Records from a point labeling set

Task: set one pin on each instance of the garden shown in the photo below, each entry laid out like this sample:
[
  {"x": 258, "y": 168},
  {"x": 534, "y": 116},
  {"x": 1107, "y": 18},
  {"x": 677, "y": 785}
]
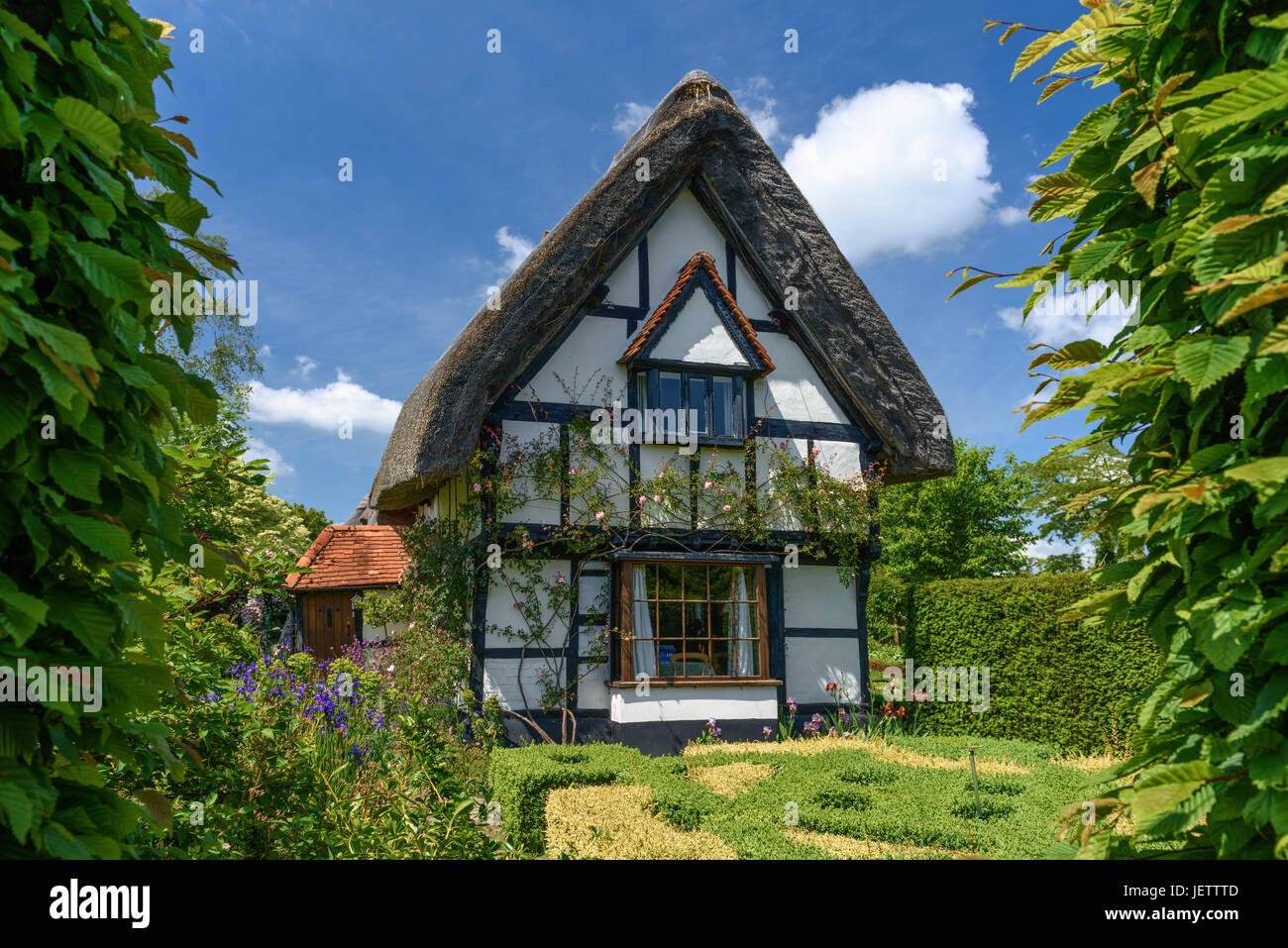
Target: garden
[
  {"x": 1138, "y": 698},
  {"x": 840, "y": 797}
]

## Written task
Copy the material above line for line without any changes, leaving out the pictures.

## Task response
Task: set one pin on each instance of the garden shown in the photo below, each entry laid out like this sample:
[
  {"x": 258, "y": 168},
  {"x": 534, "y": 116},
  {"x": 1107, "y": 18},
  {"x": 677, "y": 785}
]
Target: garden
[
  {"x": 1138, "y": 698},
  {"x": 840, "y": 797}
]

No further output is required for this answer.